Material provided:
________________

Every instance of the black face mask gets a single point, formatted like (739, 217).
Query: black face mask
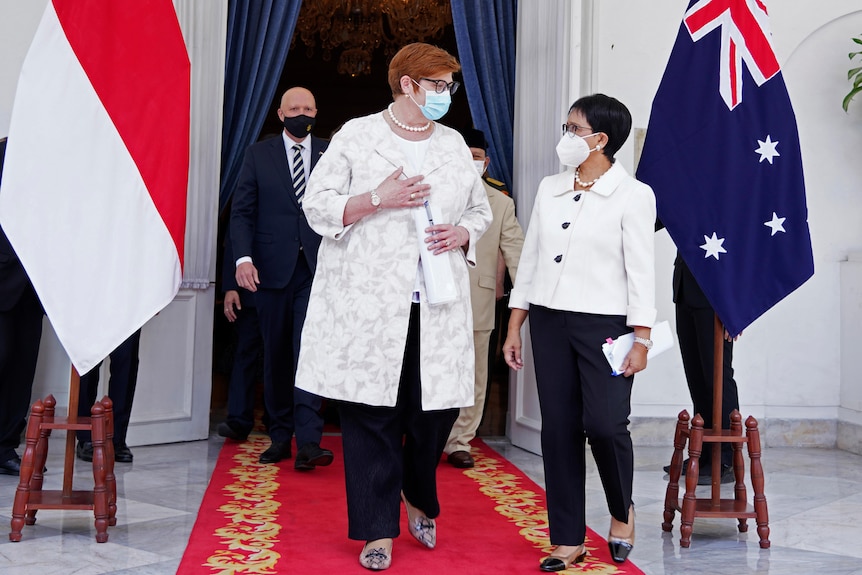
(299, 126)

________________

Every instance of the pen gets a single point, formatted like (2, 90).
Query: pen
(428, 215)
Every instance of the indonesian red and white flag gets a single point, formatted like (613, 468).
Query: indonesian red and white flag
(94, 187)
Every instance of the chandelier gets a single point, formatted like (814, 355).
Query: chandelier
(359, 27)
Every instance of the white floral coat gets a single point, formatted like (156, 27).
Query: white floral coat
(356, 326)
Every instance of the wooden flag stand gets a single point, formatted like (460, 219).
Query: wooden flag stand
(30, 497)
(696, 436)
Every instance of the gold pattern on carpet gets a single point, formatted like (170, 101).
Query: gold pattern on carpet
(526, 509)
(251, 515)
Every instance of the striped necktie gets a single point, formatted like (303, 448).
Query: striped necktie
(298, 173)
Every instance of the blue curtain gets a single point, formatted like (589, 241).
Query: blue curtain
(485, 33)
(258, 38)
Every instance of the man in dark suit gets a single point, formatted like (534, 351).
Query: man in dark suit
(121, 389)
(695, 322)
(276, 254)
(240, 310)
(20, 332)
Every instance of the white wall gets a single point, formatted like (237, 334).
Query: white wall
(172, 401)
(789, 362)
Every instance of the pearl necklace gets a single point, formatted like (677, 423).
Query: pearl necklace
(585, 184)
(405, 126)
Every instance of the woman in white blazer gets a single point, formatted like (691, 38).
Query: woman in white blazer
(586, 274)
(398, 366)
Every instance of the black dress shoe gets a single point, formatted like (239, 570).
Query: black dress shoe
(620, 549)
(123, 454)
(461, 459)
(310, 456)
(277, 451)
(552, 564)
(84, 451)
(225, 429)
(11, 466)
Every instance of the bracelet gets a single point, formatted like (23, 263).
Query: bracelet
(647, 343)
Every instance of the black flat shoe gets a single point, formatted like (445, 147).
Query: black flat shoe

________________

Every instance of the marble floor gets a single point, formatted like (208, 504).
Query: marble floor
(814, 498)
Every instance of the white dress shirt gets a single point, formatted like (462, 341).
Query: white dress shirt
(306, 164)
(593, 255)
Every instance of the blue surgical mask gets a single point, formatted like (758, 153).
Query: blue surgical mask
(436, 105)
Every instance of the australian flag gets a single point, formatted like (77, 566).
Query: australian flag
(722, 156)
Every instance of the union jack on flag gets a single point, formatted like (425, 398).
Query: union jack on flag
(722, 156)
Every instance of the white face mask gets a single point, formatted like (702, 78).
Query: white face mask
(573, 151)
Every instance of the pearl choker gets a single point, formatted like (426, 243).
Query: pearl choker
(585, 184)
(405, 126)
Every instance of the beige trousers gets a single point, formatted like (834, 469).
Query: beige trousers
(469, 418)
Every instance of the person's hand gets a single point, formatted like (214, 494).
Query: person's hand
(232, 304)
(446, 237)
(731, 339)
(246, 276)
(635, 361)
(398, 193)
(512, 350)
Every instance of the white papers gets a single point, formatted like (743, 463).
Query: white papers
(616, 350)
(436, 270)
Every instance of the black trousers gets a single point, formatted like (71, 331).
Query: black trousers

________________

Problem requirements: When the string "flat" appears in a line of the records above, that line is to be copied.

Task output:
Every instance of the black flat shoe gets a single point, formatted like (445, 147).
Query: black flat shoe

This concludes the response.